____ Records to process

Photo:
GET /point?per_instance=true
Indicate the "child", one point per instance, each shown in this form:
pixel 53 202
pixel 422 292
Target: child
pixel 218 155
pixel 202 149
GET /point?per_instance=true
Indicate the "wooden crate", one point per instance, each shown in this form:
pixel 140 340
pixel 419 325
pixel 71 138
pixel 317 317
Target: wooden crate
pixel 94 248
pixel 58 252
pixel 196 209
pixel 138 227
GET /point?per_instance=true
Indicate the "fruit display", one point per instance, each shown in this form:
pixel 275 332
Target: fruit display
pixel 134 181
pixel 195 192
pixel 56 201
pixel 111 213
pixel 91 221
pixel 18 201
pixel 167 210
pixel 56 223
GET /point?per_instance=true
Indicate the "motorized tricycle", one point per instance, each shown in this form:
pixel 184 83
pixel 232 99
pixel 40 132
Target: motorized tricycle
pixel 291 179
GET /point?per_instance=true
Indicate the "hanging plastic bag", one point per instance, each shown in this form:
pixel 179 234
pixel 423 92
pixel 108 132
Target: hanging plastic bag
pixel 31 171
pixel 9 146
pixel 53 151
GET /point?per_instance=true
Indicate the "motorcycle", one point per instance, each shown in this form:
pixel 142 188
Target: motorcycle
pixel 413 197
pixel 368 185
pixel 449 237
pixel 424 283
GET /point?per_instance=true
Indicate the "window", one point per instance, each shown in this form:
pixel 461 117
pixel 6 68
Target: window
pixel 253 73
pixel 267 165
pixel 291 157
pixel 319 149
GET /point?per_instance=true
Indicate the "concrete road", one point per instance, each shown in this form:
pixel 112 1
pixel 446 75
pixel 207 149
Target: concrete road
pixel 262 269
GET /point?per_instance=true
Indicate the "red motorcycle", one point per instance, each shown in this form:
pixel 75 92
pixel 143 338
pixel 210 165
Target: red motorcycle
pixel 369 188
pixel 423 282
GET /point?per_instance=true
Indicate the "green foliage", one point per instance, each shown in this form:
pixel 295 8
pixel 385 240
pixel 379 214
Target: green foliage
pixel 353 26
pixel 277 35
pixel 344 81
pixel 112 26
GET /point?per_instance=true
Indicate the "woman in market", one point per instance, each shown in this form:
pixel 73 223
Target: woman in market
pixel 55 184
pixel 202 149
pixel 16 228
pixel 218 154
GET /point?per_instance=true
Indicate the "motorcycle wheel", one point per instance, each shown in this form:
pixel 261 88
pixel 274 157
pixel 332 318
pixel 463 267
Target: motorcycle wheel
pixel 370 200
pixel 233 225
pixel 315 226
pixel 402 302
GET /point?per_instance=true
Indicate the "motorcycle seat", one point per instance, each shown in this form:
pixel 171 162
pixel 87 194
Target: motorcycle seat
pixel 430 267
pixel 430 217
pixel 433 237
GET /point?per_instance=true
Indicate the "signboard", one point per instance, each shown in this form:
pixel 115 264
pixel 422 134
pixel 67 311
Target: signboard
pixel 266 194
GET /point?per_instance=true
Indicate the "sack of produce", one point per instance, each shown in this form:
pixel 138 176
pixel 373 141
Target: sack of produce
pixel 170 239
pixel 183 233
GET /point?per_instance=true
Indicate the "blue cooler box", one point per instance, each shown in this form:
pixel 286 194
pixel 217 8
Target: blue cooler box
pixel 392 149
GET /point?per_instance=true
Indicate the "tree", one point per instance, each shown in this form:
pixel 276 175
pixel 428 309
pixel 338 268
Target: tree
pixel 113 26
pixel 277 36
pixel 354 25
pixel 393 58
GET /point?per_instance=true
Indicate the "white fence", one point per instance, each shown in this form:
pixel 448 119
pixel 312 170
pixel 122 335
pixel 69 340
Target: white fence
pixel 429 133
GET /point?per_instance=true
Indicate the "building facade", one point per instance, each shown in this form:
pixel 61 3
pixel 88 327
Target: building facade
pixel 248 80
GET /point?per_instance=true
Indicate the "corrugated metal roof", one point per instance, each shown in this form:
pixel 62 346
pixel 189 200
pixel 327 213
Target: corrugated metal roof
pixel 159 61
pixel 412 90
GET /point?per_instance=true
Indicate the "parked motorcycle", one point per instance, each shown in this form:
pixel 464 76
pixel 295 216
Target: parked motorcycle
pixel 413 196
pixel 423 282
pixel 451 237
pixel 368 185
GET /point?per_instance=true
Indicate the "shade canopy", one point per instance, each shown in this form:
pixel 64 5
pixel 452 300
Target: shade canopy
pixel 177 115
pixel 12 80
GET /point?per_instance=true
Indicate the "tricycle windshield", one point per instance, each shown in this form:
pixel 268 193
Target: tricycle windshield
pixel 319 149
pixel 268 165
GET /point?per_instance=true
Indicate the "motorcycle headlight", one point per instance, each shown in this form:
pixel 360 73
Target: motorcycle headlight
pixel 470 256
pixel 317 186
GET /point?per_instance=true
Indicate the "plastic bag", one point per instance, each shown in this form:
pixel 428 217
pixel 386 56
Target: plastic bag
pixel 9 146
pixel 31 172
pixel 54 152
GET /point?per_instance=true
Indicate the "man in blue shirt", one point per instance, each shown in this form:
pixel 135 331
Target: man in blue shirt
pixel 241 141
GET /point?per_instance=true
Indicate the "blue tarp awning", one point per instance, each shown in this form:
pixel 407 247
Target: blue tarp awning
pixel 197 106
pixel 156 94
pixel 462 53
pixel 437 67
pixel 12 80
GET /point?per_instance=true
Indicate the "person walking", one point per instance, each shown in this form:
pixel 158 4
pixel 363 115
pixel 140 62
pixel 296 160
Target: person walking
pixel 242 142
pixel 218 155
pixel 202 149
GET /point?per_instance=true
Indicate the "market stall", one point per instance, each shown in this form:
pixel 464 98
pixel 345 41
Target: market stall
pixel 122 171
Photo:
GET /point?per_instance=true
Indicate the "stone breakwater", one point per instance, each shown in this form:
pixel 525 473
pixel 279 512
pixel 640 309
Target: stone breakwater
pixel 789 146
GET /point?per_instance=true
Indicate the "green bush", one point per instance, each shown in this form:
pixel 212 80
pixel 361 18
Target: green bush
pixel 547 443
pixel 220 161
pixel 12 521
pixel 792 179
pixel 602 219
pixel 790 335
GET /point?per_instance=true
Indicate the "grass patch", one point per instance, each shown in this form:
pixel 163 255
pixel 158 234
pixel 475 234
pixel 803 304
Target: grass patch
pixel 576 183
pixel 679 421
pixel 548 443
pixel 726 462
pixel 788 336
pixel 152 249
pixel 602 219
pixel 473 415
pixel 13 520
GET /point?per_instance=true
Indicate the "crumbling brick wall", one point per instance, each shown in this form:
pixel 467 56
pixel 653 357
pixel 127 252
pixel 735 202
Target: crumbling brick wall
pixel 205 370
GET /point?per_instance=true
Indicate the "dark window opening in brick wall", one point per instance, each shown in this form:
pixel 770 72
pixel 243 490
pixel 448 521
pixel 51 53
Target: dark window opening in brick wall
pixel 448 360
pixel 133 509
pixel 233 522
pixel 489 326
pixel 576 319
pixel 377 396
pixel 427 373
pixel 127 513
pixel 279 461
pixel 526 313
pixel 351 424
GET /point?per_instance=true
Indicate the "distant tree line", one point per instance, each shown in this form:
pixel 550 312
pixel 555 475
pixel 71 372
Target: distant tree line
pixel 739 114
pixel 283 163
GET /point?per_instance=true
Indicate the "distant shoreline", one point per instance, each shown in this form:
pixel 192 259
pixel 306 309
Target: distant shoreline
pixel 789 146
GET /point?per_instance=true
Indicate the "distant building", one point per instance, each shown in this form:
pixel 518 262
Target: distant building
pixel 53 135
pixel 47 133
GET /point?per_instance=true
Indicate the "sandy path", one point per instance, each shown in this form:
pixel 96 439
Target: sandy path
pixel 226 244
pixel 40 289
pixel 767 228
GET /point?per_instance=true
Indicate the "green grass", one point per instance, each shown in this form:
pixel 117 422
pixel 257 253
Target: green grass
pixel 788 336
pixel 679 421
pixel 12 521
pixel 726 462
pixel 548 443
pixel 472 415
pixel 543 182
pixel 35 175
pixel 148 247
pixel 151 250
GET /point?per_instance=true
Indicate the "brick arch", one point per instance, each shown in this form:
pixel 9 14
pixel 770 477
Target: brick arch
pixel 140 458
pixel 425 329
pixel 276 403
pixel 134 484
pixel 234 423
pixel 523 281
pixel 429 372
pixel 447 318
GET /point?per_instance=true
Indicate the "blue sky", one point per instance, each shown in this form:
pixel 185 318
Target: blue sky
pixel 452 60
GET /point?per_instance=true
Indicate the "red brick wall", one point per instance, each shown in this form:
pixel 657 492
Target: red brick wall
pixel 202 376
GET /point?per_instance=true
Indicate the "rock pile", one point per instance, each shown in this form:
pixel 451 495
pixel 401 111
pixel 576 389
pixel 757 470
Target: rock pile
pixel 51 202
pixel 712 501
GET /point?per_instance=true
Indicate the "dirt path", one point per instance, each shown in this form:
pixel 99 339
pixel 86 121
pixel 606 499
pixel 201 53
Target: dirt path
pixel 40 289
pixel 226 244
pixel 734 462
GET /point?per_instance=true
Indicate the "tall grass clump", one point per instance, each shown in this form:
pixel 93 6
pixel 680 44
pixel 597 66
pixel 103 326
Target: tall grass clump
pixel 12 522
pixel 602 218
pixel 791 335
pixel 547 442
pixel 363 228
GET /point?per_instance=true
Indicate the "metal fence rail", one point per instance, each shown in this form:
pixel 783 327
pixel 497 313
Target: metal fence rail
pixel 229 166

________

Written task
Reproduce, without any change, the stretch of the records from their first line through the line containing "pixel 138 227", including both of those lines.

Expected answer
Photo:
GET /point?per_instance=true
Indicate the "child", one point per instance, each shown in this form:
pixel 53 202
pixel 422 292
Target: child
pixel 218 155
pixel 202 149
GET /point?per_instance=true
Indicate the "wooden crate", one point per instance, each shown in this form:
pixel 140 340
pixel 419 325
pixel 71 138
pixel 317 317
Target: wooden crate
pixel 94 248
pixel 58 252
pixel 196 209
pixel 138 227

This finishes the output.